◆ REQUIRED ACTIONS:
A – From the passage on the word "lumber," reproduce word for word the section from "But then in" up to and including "learned Lumber creeps.".
B – According to the passage on the word "lumber," in what year did Garth's Dispensary first come out?

◆ ARTICLE:
But then in December of 1994, more knowledgeable by this time about Pope’s habits, I went through the hundred-odd instances of lumber from 1660 to 1800 one more time, onscreen. I stopped again at the four lumber -uses in Samuel Garth’s Dispensary , more than in any other single poem. Here was a poet who really liked the word. 6One lumber comes in a description of Chaos’s underground home:

To these dark Realms much learned Lumber creeps.

Up till then I had dismissed this particular “learned ~” as a straightforward borrowing by Garth from Pope — just as Samuel Boyce’s “With loads of lumber treasur’d in his head” (1757), and Paul Whitehead’s “Loads of dull lumber, all inspir’d by Pay” (1733), and Thomas Paget’s “Much hoarded Learning but like Lumber lies” (1735), and George Ogle et al.’s. “Small Store of learned Lumber fills my Head” (1741) were all borrowings — since on the bibliographical screen of the database, Garth’s work (a popular and much discussed mock-heroic satire on uncharitable apothecaries) was dated 1714, three years after the Essay on Criticism . But Chadwyck-Healey is in the business of text-conversion, not literary history: the year they so scrupulously associate with each electrified book is the year of the edition from which they keyed their text, which is not necessarily the year that the text was first published. Presented with a poem published sometime in the seventeenth century, but transcribed from an edition published in 1908, you know, of course, not to trust 1908 as your rough date of original appearance, but in the case of poems that went through multiple editions in close succession, the nearly correct year can sometimes throw you off. Here (through simple ignorance on my part: Samuel Garth was one of the best-known poets of the period) I had been thrown off badly. The Dispensary first came out in 1699, and was “universally and liberally applauded,” according to Samuel Johnson, in his “Life of Garth.” Chadwyck-Healey had worked from the seventh edition, advertised on the title page as having “several Descriptions and Episodes never before printed.” What I had to find out, then, and what the database couldn’t tell me, was whether Garth’s “learned lumber” had appeared in one of the editions prior to the 1711 publication of Pope’s Essay on Criticism , or in one of the editions subsequent to it.

There would, however, be no difficulty in establishing that Pope could have read Garth’s “learned lumber” if Garth’s use of the phrase did precede Pope’s. It was not possible, in other words, that the two poets discovered it independently, for Pope and Garth were friends and collaborators. Garth read Pope’s early Pastorals (1709) in manuscript, and “Summer,” the second pastoral, was dedicated “To Dr. Garth” in editions after 1717. Later still, Pope (anxious to show the world that he didn’t feud with everyone) added this note:

Dr.

Samuel Garth

, Author of the

Dispensary

, was one of the first friends of the author, whose acquaintance with him began at fourteen or fifteen. Their friendship continu’d from the year 1703, to 1718, which was that of his death.

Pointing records
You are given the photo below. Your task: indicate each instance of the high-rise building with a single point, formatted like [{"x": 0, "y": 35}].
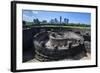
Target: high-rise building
[
  {"x": 66, "y": 20},
  {"x": 60, "y": 19}
]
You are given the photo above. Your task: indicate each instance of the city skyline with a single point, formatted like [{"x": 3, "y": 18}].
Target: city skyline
[{"x": 74, "y": 17}]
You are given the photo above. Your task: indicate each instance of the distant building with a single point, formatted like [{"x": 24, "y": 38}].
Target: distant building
[
  {"x": 44, "y": 22},
  {"x": 60, "y": 19},
  {"x": 66, "y": 20}
]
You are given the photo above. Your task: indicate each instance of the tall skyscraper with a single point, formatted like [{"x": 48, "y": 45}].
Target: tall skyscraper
[
  {"x": 66, "y": 20},
  {"x": 60, "y": 19}
]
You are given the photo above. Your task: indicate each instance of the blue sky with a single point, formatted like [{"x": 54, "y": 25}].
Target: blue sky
[{"x": 74, "y": 17}]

◆ SOLUTION SET:
A –
But then in December of 1994, more knowledgeable by this time about Pope’s habits, I went through the hundred-odd instances of lumber from 1660 to 1800 one more time, onscreen. I stopped again at the four lumber -uses in Samuel Garth’s Dispensary , more than in any other single poem. Here was a poet who really liked the word. 6One lumber comes in a description of Chaos’s underground home:

To these dark Realms much learned Lumber creeps.

B – 1699